>> start
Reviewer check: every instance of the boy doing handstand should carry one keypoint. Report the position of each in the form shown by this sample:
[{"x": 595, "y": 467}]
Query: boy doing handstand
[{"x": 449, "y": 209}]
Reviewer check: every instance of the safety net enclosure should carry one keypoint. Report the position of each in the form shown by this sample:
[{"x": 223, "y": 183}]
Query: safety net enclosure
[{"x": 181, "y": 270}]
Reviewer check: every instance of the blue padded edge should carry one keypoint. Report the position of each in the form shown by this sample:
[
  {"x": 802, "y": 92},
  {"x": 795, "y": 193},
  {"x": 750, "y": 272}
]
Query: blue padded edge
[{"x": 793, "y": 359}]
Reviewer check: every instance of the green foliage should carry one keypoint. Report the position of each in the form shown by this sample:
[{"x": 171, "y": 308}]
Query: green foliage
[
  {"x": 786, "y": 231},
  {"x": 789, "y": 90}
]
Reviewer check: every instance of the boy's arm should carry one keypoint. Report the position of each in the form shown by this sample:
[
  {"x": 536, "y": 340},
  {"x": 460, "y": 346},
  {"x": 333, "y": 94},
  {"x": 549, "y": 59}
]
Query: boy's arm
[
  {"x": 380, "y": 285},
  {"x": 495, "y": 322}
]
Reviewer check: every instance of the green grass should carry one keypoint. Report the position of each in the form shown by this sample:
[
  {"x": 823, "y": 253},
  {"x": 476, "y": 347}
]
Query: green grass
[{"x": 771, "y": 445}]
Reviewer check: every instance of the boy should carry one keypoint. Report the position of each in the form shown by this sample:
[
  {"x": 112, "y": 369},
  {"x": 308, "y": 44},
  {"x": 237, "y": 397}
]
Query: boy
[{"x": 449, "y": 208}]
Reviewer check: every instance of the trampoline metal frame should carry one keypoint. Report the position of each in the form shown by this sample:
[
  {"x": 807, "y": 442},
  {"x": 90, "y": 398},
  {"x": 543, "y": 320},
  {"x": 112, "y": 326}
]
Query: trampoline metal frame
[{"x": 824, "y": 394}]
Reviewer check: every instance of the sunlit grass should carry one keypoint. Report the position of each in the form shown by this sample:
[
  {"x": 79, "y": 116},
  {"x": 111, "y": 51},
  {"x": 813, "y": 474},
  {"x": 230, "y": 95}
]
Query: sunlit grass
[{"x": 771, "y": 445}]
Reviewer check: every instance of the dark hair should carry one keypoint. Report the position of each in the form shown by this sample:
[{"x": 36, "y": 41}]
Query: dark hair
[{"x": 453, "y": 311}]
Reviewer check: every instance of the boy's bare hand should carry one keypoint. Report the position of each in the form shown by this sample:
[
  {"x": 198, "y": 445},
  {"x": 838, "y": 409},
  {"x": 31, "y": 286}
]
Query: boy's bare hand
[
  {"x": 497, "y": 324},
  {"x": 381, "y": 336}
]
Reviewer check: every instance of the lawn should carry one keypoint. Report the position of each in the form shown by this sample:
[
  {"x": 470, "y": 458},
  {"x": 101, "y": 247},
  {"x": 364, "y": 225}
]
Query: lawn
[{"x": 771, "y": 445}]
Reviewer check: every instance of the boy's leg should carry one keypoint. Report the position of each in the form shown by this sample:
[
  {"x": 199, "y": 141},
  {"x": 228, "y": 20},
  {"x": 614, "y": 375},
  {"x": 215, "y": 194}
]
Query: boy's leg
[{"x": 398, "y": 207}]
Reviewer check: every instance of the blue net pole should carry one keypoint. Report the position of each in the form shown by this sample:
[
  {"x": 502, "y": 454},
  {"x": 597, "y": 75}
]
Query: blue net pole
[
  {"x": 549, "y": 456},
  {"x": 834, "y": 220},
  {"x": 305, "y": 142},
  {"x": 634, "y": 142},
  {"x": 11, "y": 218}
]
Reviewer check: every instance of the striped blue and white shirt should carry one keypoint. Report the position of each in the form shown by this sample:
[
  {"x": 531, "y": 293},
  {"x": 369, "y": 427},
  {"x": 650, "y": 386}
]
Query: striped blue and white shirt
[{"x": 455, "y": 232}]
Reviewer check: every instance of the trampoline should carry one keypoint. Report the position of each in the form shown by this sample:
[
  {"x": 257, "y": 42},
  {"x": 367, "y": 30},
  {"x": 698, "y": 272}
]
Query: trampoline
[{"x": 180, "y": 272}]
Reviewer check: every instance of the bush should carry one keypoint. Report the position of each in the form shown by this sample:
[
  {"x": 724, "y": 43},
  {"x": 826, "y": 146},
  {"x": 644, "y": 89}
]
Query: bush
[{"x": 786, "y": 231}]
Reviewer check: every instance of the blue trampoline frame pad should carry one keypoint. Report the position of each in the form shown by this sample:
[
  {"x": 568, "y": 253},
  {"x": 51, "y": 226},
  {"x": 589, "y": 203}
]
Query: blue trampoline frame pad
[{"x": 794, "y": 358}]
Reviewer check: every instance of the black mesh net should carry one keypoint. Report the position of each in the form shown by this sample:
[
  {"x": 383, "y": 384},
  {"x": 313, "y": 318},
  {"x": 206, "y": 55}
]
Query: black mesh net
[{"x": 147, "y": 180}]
>> end
■ PROBLEM TO WORK ON
Reproduce precisely the span of lines that begins at the line containing "Reviewer check: every instance of the trampoline should" and ends with the last line of the listing.

■ THE ANSWER
Reviewer check: every instance of the trampoline should carry one keypoint. Report the position of each in the form shown by this sample:
[
  {"x": 257, "y": 42},
  {"x": 367, "y": 30},
  {"x": 698, "y": 272}
]
Query: trampoline
[{"x": 180, "y": 272}]
Reviewer check: every instance of the bush should carry one keypoint. Report the position of each in the form shown by this sample:
[
  {"x": 724, "y": 43},
  {"x": 826, "y": 146},
  {"x": 644, "y": 89}
]
Query: bush
[{"x": 786, "y": 231}]
Reviewer check: every instance of the blue trampoline frame pad should carry one keypoint. Report the position of each in the form shown by this sample:
[
  {"x": 568, "y": 253},
  {"x": 51, "y": 226},
  {"x": 589, "y": 203}
]
Query: blue trampoline frame pad
[{"x": 794, "y": 358}]
Reviewer check: every instance of the black mesh net should carry one keypoint. Report the position of each in the form shown by this sample:
[
  {"x": 383, "y": 384},
  {"x": 313, "y": 318},
  {"x": 206, "y": 55}
]
Query: black mesh net
[{"x": 147, "y": 180}]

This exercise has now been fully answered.